[Point annotation dataset listing]
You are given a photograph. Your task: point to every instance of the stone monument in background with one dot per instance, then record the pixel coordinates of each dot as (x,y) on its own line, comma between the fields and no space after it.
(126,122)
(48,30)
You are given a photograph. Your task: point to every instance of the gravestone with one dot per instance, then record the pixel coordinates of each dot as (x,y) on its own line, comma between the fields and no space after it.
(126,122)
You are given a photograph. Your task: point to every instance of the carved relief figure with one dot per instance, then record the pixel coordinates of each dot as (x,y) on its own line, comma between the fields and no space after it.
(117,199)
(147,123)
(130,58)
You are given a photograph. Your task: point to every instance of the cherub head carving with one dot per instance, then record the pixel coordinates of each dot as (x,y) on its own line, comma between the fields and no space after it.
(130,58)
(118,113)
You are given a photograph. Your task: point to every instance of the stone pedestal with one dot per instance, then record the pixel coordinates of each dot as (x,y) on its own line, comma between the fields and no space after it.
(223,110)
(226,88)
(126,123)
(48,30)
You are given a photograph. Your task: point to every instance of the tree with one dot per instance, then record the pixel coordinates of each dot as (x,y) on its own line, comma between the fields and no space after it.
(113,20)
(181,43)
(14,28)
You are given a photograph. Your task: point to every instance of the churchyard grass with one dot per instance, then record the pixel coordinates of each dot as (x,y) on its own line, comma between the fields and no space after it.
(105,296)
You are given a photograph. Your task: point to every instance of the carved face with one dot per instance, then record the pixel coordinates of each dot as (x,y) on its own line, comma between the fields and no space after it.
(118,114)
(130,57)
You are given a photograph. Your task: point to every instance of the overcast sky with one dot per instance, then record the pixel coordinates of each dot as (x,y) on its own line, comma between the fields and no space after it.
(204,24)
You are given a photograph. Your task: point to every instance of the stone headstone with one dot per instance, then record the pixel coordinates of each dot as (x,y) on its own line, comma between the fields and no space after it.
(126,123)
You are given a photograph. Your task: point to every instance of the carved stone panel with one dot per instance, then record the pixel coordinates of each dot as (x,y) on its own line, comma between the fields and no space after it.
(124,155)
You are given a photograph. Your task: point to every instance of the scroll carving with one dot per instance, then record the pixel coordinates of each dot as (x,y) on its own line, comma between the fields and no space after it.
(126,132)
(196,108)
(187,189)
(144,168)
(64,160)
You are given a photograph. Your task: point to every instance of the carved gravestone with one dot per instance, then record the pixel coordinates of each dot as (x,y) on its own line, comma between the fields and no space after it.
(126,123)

__Request__
Rewrite every line of the listing, putting "a single dot for each instance" wherever "one dot per instance" appears and keeping everything else the same.

__Answer__
You are given a photograph. Your task: point to every instance of the stone monument in background with a single dot for each instance, then record the pixel coordinates of each dot as (x,y) on its own line, comma between the fields and no space after it.
(126,122)
(48,30)
You are given a photograph. Your task: point to every instance of the gravestone with a single dot for each instance, then record the pixel coordinates of each dot as (x,y) on its own line, comma between the fields and no space after it.
(126,122)
You are given a photograph. Your task: point to every instance of the carved relief figure with a single dot for each instance, then record the pixel coordinates of each dot as (x,y) on its own line, comma between the fields and no space after it.
(117,199)
(147,123)
(130,58)
You are given a photograph. Your task: point to every instance of the cherub head carving with a single dot for each instance, then record the pixel coordinates of each dot as (x,y) on its own line, comma between the fields and no space after it.
(130,58)
(118,113)
You are given a photograph. Your task: point to every instance of the stone pedestal with a single dot for each instance, then record the pixel coordinates of each dot as (x,y) on its own line, comma between the fields and no space after it.
(223,110)
(226,88)
(126,123)
(48,30)
You are given a photograph. Your task: point to every instance of the tree with a single dot for each instance, then record the pixel coordinates of each dot as (x,y) on its own line, comma between the fields and no space after it.
(113,20)
(181,43)
(14,28)
You are given a photograph. Your task: point to every instance of the churchyard grass with a single dot for each instance, then record the pixel coordinates of each dot as (x,y) on its own line, comma between the fields and no space after it.
(105,296)
You are given a photograph. Your task: point to every instance of the carved face with a single dot for each instance, then record the pixel coordinates of each dot as (x,y) on its own line, comma between the fields and no space after it.
(118,114)
(130,57)
You are given a photograph. Your task: point to every instance of the overcast sky with a single dot for each instance, then record the pixel coordinates of each dot as (x,y) on its own line, comma between the fields and no space after it.
(204,24)
You are given a photograph. Your task: point to every instance of the stone headstone with a single dot for each instance, then record the pixel coordinates of each dot as (x,y) on its own line, comma between the fields and no space after it.
(126,123)
You are given a photograph. Your task: point to every instance of the carved stone panel with a single dot for each instance, then record the pixel coordinates of each dot as (x,y) on its own line, comma between the fields and no space after it.
(124,155)
You are given a photograph. Your task: point to every instance of the scroll carving with a single dot for each instance, then record the pixel coordinates of each dot as (x,y) on its own line, comma between the fields and no space after it.
(126,132)
(196,108)
(187,189)
(144,168)
(64,160)
You are given a photograph. Your task: point to every instance of the carved gravestone with a single dot for each instance, then record the pixel coordinates of each dot as (x,y) on its own line, comma between the fields and no space after it.
(126,123)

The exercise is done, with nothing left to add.